• _THE EXERCISE_: Output the data below line for line, with no changes.

>> start

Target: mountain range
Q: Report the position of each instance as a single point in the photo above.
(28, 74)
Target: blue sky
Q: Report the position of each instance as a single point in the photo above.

>> end

• _EXPECTED ANSWER_:
Target: mountain range
Q: Report the position of each instance as a single point in the photo above.
(28, 74)
Target: blue sky
Q: Report the position of each instance as a single point in the photo above.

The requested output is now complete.